## Begin Provided information

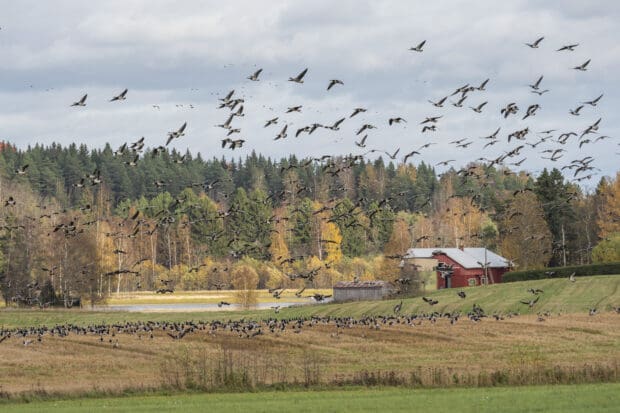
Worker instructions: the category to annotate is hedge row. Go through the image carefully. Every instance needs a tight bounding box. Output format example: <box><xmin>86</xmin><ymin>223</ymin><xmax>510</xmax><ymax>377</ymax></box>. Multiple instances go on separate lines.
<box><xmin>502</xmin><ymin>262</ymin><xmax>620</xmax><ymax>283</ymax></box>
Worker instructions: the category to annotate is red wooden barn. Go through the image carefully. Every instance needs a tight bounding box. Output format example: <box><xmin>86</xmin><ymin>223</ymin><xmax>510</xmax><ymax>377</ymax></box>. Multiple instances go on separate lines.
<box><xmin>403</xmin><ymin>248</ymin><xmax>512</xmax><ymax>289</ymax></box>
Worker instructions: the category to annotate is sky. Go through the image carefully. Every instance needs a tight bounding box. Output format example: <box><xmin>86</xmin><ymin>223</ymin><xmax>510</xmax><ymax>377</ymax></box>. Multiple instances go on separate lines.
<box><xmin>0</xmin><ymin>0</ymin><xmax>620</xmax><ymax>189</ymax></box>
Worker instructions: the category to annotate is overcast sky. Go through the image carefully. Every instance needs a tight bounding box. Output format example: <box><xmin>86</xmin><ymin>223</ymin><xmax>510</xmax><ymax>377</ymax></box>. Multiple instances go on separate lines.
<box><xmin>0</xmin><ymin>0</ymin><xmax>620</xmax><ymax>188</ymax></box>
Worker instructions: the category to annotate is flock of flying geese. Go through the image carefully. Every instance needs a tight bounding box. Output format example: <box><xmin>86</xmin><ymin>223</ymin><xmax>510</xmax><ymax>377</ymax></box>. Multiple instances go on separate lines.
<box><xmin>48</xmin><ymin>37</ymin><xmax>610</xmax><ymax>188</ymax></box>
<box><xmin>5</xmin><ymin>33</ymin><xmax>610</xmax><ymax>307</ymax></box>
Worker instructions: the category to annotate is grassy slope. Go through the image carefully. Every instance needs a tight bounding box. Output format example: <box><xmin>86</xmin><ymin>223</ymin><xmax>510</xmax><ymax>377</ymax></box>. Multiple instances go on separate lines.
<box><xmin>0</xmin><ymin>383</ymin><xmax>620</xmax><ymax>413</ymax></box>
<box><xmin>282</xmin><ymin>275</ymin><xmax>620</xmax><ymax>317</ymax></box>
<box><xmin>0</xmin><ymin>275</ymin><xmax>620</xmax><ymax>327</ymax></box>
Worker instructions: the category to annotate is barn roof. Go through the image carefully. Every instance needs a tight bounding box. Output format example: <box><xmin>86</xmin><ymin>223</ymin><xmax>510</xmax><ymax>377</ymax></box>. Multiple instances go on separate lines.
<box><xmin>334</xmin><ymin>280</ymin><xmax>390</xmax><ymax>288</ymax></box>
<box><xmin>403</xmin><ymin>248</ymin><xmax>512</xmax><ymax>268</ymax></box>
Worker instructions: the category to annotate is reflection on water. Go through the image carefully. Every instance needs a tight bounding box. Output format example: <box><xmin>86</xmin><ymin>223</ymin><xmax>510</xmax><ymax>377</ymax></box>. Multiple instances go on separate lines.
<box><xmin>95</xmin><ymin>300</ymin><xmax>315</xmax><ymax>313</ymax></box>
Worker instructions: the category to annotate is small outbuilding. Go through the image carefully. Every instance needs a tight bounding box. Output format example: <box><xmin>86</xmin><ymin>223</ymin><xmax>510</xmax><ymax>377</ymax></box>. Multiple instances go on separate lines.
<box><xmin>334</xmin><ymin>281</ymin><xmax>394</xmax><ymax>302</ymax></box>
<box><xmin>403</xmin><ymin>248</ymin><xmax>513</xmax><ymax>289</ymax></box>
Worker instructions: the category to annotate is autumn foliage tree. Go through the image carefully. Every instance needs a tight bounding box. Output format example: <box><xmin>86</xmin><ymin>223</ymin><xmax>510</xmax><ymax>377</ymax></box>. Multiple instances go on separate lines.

## End Provided information

_Short exercise_. Put each line from the one containing "Worker instructions: the category to annotate is reflection" through the end of the items into a JSON list of strings, one string per line. Leave out blank lines.

_Final result_.
[
  "Worker instructions: the category to annotate is reflection on water. Go through the image carefully. Every instance needs a tight bounding box. Output format example: <box><xmin>86</xmin><ymin>223</ymin><xmax>510</xmax><ymax>377</ymax></box>. Multiple instances go on separate lines.",
  "<box><xmin>95</xmin><ymin>300</ymin><xmax>315</xmax><ymax>313</ymax></box>",
  "Worker instructions: the category to annotate is small outbuilding. Go through the image carefully. Every instance needs a tight bounding box. Output format example: <box><xmin>86</xmin><ymin>223</ymin><xmax>510</xmax><ymax>377</ymax></box>. Multiple instances go on separate lines.",
  "<box><xmin>334</xmin><ymin>281</ymin><xmax>394</xmax><ymax>302</ymax></box>",
  "<box><xmin>403</xmin><ymin>248</ymin><xmax>513</xmax><ymax>289</ymax></box>",
  "Worker instructions: the category to annotate is autumn foliage tree. Go through the image carefully. Every instance needs a tight bounding box. Output format example: <box><xmin>86</xmin><ymin>223</ymin><xmax>510</xmax><ymax>377</ymax></box>. Multiple instances go on separate lines."
]